• Objective: Using the entries below, quote exactly the span of lines that begins with the line containing "[mark] the rope" and ends with the final line.

• Collected data entries:
BEGIN

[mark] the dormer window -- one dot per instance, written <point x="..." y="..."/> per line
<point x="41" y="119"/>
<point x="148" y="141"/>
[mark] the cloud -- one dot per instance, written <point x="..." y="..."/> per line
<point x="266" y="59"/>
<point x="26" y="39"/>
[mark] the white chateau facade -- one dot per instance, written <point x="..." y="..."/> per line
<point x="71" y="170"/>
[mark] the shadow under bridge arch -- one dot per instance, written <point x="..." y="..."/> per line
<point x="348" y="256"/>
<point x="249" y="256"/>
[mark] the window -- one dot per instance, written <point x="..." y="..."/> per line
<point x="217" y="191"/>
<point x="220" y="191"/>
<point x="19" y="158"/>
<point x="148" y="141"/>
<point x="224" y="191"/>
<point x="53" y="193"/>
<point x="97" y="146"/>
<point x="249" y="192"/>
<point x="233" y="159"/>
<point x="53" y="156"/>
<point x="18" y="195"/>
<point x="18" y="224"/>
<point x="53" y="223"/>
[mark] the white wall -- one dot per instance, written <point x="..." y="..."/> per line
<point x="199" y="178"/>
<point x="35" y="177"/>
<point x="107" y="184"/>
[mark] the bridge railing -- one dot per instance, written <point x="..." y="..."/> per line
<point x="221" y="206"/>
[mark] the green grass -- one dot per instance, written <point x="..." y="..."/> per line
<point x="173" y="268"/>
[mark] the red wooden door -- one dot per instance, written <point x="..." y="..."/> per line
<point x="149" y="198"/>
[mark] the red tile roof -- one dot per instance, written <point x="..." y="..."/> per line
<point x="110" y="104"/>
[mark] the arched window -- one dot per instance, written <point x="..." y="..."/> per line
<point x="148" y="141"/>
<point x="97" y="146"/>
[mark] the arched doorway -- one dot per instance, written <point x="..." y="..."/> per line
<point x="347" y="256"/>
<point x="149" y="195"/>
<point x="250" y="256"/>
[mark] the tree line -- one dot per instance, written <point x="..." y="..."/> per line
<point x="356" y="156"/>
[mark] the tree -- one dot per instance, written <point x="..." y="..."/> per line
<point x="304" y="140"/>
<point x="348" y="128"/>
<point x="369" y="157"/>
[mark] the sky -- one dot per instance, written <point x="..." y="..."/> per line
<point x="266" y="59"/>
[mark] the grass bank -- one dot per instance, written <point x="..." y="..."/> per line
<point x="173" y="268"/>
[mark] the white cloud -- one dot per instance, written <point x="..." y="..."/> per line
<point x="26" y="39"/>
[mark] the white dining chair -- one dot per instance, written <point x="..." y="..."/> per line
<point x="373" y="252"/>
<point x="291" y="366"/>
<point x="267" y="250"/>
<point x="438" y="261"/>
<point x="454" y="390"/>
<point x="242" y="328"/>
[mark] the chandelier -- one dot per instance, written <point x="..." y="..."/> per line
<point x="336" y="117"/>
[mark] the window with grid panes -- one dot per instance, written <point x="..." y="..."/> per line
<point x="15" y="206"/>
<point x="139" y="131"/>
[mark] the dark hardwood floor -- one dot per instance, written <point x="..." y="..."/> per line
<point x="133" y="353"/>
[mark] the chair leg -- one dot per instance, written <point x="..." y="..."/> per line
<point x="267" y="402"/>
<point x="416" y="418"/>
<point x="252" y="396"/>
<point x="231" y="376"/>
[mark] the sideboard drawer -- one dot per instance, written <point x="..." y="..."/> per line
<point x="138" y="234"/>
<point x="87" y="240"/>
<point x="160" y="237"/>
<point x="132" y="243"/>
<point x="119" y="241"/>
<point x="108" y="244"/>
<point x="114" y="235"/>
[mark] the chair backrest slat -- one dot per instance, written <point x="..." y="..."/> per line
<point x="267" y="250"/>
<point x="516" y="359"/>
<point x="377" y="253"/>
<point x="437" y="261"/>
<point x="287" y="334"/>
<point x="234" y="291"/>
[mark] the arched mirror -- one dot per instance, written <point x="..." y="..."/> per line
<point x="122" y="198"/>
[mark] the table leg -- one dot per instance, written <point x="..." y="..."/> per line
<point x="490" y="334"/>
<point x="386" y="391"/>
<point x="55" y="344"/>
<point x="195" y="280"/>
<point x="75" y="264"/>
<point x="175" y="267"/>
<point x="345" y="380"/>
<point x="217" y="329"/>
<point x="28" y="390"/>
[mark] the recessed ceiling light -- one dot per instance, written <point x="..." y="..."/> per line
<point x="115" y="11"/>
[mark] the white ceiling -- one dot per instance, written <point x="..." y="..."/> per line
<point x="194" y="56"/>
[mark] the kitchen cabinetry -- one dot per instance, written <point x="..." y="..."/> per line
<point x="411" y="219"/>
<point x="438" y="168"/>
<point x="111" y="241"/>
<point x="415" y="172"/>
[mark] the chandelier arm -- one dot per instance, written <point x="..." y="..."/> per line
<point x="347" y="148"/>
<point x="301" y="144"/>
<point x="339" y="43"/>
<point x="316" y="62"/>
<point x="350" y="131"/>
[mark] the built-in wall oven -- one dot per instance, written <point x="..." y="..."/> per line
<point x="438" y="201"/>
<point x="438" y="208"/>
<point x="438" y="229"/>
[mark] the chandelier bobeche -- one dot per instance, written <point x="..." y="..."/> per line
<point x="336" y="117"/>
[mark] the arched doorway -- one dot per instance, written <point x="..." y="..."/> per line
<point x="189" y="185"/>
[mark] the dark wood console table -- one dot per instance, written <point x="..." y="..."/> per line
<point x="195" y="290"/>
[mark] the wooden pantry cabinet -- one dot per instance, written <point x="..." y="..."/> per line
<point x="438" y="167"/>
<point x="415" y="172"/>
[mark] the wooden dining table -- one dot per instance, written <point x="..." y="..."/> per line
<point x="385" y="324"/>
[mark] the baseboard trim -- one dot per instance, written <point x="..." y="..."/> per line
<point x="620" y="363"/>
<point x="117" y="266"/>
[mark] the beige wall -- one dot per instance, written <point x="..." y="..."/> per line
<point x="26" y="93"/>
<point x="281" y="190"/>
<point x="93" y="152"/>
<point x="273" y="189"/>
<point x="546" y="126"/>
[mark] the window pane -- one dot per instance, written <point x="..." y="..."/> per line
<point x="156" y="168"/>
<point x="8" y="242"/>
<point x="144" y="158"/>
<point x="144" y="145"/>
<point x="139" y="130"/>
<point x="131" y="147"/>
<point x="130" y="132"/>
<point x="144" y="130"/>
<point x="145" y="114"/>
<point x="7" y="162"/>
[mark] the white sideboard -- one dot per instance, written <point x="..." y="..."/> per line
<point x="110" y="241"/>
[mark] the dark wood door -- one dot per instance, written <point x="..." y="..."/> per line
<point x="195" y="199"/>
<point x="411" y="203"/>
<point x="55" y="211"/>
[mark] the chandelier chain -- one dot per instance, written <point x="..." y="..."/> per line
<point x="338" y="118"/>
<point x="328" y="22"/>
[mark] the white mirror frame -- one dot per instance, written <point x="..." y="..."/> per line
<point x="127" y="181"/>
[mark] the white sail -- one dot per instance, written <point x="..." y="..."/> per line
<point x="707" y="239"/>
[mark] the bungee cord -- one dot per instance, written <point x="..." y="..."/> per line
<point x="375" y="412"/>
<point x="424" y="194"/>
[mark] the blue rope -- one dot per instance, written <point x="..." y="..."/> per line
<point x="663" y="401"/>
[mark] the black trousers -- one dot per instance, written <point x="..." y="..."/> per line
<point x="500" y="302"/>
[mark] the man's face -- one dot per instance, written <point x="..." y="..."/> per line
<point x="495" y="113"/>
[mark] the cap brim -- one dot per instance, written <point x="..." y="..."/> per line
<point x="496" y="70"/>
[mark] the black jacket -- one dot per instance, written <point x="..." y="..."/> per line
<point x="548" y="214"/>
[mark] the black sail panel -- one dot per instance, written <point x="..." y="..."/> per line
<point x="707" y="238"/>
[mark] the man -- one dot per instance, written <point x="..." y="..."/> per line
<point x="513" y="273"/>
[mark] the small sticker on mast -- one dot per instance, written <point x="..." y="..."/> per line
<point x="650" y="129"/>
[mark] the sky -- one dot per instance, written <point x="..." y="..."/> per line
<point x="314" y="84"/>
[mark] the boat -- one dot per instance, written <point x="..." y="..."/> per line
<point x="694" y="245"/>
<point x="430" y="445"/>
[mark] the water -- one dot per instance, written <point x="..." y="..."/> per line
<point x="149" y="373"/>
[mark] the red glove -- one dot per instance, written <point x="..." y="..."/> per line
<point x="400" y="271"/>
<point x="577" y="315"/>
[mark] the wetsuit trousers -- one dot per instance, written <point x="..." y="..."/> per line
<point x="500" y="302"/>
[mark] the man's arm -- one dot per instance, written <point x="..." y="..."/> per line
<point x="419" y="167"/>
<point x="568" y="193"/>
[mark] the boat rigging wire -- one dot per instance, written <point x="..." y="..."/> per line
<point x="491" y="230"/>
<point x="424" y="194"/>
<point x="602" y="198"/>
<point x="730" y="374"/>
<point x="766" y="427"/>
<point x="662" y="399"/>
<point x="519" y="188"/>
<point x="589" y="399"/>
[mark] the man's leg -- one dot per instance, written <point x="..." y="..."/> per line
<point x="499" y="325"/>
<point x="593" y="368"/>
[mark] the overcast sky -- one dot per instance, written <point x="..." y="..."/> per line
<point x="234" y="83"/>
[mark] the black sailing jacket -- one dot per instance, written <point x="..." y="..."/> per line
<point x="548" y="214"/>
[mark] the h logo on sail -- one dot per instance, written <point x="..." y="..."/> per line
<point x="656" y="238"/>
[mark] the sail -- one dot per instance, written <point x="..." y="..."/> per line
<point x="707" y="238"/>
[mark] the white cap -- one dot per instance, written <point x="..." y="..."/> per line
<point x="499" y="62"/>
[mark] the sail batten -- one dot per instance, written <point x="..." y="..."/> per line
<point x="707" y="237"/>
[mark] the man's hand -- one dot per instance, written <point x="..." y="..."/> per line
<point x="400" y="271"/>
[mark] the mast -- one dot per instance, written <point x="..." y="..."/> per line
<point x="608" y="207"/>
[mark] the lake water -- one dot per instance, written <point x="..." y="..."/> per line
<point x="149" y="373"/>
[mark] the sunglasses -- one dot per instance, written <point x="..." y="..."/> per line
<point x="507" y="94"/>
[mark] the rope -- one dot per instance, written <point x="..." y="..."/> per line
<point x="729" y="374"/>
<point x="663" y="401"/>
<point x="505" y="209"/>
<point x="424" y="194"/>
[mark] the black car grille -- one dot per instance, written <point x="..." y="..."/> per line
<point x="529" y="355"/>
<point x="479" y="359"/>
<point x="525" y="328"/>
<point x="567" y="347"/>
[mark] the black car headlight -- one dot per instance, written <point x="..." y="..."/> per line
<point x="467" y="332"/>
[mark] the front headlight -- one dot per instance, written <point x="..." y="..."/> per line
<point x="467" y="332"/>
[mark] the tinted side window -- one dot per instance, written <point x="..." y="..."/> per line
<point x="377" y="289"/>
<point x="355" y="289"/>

END

• Solved exercise:
[mark] the rope -- one dot per instance, written <point x="..." y="..."/> per line
<point x="729" y="374"/>
<point x="663" y="401"/>
<point x="505" y="209"/>
<point x="424" y="194"/>
[mark] the black car grille -- one dot per instance, written <point x="..." y="..."/> per line
<point x="529" y="355"/>
<point x="479" y="359"/>
<point x="525" y="328"/>
<point x="567" y="347"/>
[mark] the black car headlight -- one dot per instance, written <point x="..." y="..."/> per line
<point x="467" y="332"/>
[mark] the front headlight -- one dot per instance, written <point x="..." y="..."/> per line
<point x="467" y="332"/>
[mark] the tinted side window -- one dot per instance, written <point x="..." y="..."/> per line
<point x="377" y="289"/>
<point x="355" y="289"/>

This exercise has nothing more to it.